Given request »
Rescale the data below from the line with "label=swimmer's face" through the line with "742,348 -> 829,411", both included, and write out only those lines, multiplying each box coordinate in the answers by 1.45 and rounding to whole numbers with halves going up. Every other line, including the sample coordinates in the format lines, stays unchanged.
-- Start Material to process --
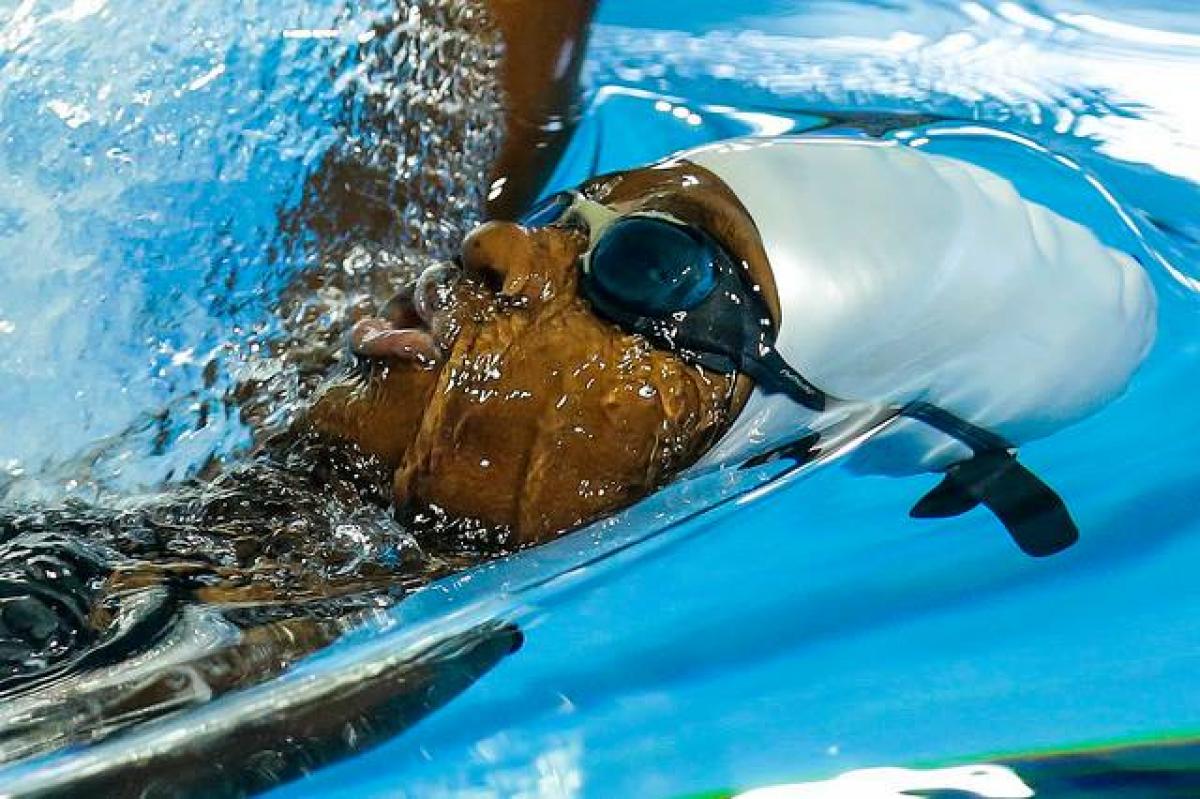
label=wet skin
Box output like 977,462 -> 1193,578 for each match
307,162 -> 778,545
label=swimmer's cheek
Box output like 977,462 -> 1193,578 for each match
305,366 -> 438,465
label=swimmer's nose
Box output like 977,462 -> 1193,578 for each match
462,222 -> 534,292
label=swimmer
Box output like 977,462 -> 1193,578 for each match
310,138 -> 1156,555
0,0 -> 1156,758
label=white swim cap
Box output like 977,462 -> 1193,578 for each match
682,137 -> 1157,474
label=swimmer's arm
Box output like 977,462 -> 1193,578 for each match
487,0 -> 596,218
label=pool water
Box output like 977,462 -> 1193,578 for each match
0,0 -> 1200,797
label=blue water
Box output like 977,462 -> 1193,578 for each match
0,0 -> 1200,797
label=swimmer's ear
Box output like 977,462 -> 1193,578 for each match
911,451 -> 1079,558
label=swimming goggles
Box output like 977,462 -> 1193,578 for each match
520,192 -> 1079,557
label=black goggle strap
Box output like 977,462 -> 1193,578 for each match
742,333 -> 1079,558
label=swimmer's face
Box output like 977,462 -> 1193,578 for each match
312,162 -> 774,543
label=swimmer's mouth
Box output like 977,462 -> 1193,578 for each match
349,263 -> 462,373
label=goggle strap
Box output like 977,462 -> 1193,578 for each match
742,348 -> 829,411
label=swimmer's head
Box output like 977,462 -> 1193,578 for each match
312,161 -> 779,542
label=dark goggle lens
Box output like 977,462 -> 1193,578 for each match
589,217 -> 716,317
520,192 -> 574,228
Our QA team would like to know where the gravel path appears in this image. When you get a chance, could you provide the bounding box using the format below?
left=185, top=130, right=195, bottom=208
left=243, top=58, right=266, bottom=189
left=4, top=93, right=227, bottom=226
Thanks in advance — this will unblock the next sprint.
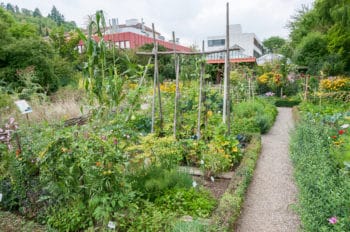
-- End Material to process --
Output of the task »
label=swimmer's face
Box output like 977,462 -> 1193,578 for each match
452,235 -> 1122,787
label=swimmer's mouth
Box output like 977,462 -> 1193,578 for each match
506,381 -> 670,541
label=goggle strap
Box output like 977,462 -> 1193,578 for each match
1076,505 -> 1202,596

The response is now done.